▸ **DIRECTIONS**: Reproduce the material from its start through the line containing "pixel 329 145", both ends included and the requests kept, but scale every x and y coordinate in the answers by 1.8 and round it to a whole number, halves up.

Source records:
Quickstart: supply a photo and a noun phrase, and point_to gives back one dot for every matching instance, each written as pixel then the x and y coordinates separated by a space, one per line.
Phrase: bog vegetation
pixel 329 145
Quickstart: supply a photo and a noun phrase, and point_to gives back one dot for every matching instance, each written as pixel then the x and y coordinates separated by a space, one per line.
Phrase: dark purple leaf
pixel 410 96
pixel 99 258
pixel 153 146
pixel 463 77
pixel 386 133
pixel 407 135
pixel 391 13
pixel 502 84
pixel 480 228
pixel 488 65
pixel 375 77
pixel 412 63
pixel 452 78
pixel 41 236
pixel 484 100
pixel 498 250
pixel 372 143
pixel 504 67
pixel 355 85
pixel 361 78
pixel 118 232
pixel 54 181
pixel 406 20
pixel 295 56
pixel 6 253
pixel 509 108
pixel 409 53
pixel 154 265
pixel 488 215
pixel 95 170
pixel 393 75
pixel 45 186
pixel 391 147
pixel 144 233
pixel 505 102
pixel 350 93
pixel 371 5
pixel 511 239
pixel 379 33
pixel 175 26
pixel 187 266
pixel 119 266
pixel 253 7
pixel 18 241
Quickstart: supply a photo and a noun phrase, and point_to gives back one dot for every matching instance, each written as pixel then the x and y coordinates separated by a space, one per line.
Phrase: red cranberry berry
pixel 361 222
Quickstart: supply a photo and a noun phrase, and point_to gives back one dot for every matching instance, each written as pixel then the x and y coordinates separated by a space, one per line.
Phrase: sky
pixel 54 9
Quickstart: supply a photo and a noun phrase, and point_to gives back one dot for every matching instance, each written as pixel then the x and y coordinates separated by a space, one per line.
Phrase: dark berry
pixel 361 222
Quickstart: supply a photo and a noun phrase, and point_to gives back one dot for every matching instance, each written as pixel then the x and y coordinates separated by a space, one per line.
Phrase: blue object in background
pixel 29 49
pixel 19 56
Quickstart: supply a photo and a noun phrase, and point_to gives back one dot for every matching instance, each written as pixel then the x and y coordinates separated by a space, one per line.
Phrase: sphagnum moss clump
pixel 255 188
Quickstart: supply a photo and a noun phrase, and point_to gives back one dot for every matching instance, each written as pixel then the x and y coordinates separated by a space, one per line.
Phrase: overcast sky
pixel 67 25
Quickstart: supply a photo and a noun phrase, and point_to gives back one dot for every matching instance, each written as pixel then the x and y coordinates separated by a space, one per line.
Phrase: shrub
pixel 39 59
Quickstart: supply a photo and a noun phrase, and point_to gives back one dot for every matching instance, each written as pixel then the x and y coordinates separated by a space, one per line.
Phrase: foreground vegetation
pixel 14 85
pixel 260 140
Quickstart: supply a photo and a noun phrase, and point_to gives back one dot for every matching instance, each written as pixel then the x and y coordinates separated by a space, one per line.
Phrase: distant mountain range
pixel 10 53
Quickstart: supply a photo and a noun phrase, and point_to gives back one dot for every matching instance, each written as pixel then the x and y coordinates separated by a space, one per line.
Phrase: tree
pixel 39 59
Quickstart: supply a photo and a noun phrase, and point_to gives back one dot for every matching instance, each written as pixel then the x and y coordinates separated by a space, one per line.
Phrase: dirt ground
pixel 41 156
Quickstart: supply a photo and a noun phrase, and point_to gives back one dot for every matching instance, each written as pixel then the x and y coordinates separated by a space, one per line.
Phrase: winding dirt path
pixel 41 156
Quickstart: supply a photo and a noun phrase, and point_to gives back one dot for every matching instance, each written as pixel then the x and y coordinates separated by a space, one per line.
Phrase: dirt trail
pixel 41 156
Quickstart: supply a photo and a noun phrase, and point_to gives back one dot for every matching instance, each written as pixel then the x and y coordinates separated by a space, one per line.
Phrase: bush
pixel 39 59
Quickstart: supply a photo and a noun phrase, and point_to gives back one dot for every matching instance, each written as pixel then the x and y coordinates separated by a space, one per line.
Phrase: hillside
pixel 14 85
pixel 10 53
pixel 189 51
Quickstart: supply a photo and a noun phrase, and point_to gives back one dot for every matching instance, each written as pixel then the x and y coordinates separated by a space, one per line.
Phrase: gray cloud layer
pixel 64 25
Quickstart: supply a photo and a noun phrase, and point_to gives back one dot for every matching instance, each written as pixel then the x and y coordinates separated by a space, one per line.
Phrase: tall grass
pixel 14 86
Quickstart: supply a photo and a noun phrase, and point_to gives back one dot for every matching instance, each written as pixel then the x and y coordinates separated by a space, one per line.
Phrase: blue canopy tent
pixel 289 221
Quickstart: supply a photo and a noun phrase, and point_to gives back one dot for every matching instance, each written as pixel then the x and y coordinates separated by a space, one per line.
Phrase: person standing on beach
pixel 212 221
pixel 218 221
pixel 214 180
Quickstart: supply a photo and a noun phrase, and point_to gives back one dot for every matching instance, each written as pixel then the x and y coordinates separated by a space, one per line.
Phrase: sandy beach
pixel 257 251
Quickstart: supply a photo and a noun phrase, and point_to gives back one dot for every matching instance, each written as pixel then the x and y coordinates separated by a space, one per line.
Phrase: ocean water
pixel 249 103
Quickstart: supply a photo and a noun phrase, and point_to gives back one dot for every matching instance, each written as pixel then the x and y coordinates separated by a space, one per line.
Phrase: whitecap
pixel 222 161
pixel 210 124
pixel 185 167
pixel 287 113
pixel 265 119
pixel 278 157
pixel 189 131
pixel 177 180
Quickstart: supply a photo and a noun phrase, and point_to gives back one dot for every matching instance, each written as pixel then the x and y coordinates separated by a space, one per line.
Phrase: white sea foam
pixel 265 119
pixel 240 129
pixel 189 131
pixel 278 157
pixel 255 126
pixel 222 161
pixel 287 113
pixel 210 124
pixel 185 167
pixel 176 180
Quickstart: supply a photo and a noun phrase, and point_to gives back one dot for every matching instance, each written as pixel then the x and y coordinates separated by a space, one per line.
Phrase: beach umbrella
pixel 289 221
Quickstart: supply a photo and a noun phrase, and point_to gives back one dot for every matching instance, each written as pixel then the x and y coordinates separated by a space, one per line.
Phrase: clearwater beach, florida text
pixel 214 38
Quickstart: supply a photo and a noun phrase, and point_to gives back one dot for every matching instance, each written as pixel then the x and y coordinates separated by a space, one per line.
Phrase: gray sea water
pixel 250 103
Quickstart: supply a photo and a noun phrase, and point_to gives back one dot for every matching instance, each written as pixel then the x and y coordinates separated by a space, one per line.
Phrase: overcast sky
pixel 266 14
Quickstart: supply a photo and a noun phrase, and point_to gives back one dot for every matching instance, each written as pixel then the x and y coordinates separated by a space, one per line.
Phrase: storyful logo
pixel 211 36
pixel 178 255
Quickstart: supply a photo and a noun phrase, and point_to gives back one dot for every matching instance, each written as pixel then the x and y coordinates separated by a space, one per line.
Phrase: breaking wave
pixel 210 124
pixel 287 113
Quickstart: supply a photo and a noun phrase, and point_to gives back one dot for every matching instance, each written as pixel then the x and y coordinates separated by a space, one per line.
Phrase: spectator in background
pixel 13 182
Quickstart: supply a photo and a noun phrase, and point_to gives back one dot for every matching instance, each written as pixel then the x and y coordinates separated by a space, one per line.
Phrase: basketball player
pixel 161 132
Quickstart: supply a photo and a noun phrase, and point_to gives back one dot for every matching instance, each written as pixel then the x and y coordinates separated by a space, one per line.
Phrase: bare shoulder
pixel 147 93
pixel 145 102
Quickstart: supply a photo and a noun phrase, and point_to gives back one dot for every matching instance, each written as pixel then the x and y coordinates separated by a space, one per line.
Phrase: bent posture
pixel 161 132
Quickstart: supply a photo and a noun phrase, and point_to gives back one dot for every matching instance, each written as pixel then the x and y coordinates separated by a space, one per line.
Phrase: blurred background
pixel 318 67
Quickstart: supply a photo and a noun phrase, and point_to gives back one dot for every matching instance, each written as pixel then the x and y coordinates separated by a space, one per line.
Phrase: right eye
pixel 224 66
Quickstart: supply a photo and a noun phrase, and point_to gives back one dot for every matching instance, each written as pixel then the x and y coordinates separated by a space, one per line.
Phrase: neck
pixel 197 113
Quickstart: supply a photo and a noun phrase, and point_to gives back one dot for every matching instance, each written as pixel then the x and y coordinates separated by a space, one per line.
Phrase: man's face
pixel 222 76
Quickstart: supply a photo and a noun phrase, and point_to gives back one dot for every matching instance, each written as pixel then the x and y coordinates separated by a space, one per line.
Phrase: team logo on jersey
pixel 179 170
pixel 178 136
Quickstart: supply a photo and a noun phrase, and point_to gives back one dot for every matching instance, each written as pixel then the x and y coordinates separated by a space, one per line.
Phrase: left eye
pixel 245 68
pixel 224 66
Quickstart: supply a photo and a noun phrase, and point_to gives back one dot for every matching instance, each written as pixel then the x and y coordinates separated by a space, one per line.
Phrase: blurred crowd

▸ **WRITTEN RESPONSE**:
Quickstart: supply a photo and a noun phrase, and point_to gives back one dot for every matching instance, each written as pixel then the x and y coordinates separated by a space, one per line.
Phrase: bog vegetation
pixel 592 261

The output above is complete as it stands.